### SUPPLIED TEXT
######

A Tourist in Rome - National Museum of Rome - Terme di Diocleziano
Because of that final Hall X, I would rate this museum as a second-tier museum, nearly as good as the National Museum of Rome - Palazzo Massimo. Since the two museums are covered by the same admission charge, and only a block apart from each other, you can easily tack this museum onto the back of a visit to the National Museum of Rome - Palazzo Massimo and spend the full 90 minutes I suggest, or just see Hall X for 20 minutes, whatever suits your timing needs and interests best.
Enter the museum on the side of the building on Viale Enrico de Nicola. You'll pass through a The Garden of the Cinquecento where you'll find the huge marble Krater in the 1st photo below, 6-feet tall, at the center of a round fountain. The entrance to the museum is near where the two people in the background are standing.

######

### COLLECTED DATA
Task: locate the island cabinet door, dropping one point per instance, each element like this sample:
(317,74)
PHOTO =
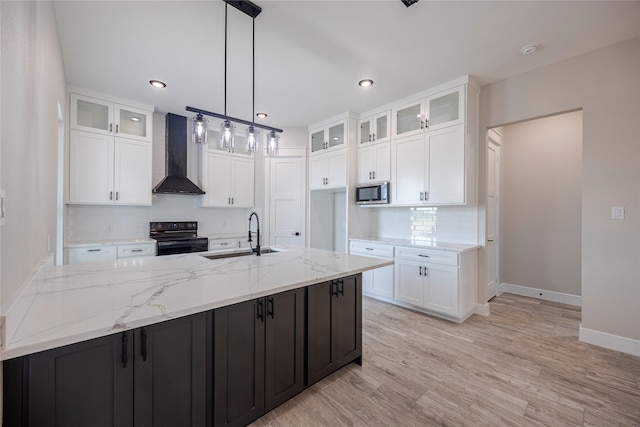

######

### WHAT IS ASKED
Could you quote the Terme di Diocleziano museum text word for word, starting at "A Tourist in" and ending at "and interests best."?

### FULL OUTPUT
A Tourist in Rome - National Museum of Rome - Terme di Diocleziano
Because of that final Hall X, I would rate this museum as a second-tier museum, nearly as good as the National Museum of Rome - Palazzo Massimo. Since the two museums are covered by the same admission charge, and only a block apart from each other, you can easily tack this museum onto the back of a visit to the National Museum of Rome - Palazzo Massimo and spend the full 90 minutes I suggest, or just see Hall X for 20 minutes, whatever suits your timing needs and interests best.